*** Records for processing Section Begins ***

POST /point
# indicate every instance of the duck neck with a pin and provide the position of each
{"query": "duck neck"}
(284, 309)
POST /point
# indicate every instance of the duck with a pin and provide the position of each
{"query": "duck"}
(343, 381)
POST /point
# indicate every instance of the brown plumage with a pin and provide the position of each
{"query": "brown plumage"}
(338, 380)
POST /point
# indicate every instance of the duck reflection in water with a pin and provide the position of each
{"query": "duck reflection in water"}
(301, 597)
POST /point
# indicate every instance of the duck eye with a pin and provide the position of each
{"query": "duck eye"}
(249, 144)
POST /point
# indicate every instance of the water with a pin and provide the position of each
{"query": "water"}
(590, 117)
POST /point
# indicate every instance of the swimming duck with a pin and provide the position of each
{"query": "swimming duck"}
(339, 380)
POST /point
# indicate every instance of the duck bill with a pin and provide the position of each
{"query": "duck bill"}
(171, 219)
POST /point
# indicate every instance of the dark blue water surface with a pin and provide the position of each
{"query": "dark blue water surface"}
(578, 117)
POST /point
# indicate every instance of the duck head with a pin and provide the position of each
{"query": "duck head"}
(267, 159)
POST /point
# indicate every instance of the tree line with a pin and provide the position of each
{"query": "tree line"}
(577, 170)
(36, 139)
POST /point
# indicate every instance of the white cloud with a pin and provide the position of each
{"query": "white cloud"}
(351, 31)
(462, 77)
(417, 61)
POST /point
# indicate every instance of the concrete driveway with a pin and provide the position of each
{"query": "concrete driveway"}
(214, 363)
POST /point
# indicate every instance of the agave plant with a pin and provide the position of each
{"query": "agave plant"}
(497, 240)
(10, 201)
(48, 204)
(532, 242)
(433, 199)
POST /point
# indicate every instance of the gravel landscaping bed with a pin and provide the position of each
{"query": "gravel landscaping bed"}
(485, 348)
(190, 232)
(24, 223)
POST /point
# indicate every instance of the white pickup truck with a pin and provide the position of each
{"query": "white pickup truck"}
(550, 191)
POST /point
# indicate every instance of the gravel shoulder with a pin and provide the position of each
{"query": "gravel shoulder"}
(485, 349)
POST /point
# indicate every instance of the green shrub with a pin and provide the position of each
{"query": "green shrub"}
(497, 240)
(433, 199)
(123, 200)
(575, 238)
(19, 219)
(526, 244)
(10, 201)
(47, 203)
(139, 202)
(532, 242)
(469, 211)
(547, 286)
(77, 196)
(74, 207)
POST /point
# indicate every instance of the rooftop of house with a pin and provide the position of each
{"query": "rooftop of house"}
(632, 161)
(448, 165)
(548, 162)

*** Records for processing Section Ends ***

● **Problem requirements**: The entries above, copied exactly, form the whole answer.

● **Written answer**:
POST /point
# indicate every instance of the duck neck with a pin and provide the position of each
{"query": "duck neck"}
(284, 309)
POST /point
# indicate every instance of the duck with a pin and provide the position of each
{"query": "duck"}
(343, 381)
POST /point
# indicate every instance of the brown plumage with a pin and provide the position of each
{"query": "brown plumage"}
(338, 380)
POST /point
# indicate every instance of the duck reflection in water with a pin and provide the position of each
{"query": "duck reflection in water"}
(301, 597)
POST /point
# indicate every instance of the duck eye with a pin and provide the position of each
{"query": "duck eye"}
(249, 144)
POST /point
# indicate every instance of the water with a pin and provide the position of each
{"query": "water"}
(590, 117)
POST /point
# indicate every instance of the swimming duck with a pin and provide the position of each
{"query": "swimming duck"}
(339, 380)
POST /point
# indicate every instance of the duck bill with a pin and provide the position of each
{"query": "duck bill"}
(171, 219)
POST /point
# indicate every instance of the dark blue water surface with a pin and provide the position of each
{"query": "dark blue water surface"}
(578, 117)
POST /point
# indicate every instance of the duck head with a pin and provide the position of each
{"query": "duck head"}
(267, 159)
POST /point
# indicate every instance of the tree line with a pin and provide the position of each
{"query": "tree line"}
(577, 170)
(36, 139)
POST /point
# indicate every instance of the white cloud with a pin and provide the position of each
{"query": "white cloud"}
(351, 31)
(462, 77)
(417, 61)
POST /point
# indicate every instance of the concrete driveway with a pin and provide the position of each
{"query": "concrete driveway"}
(214, 363)
POST /point
# indicate every instance of the agave plant with a pin and provide the position of each
{"query": "agave plant"}
(497, 240)
(10, 201)
(48, 204)
(532, 242)
(433, 199)
POST /point
# indicate every instance of the gravel landscaping bed with a pin and provide the position of each
{"query": "gravel landscaping bed"}
(485, 348)
(190, 232)
(24, 223)
POST /point
# indicate every instance of the white pickup truck with a pin and provide the position of each
{"query": "white pickup truck"}
(550, 191)
POST /point
# indicate every instance of the gravel shoulder with a pin and provide the position of each
{"query": "gravel shoulder"}
(485, 349)
POST /point
# indicate every instance of the green shrub with a pin and provide the position of each
{"query": "green shrub"}
(497, 240)
(433, 199)
(123, 200)
(575, 238)
(19, 219)
(526, 244)
(10, 201)
(47, 203)
(139, 202)
(532, 242)
(469, 211)
(547, 286)
(77, 196)
(74, 207)
POST /point
# indicate every instance of the rooftop of house with a pin and provide the position of each
{"query": "rooftop of house"}
(632, 161)
(448, 165)
(548, 162)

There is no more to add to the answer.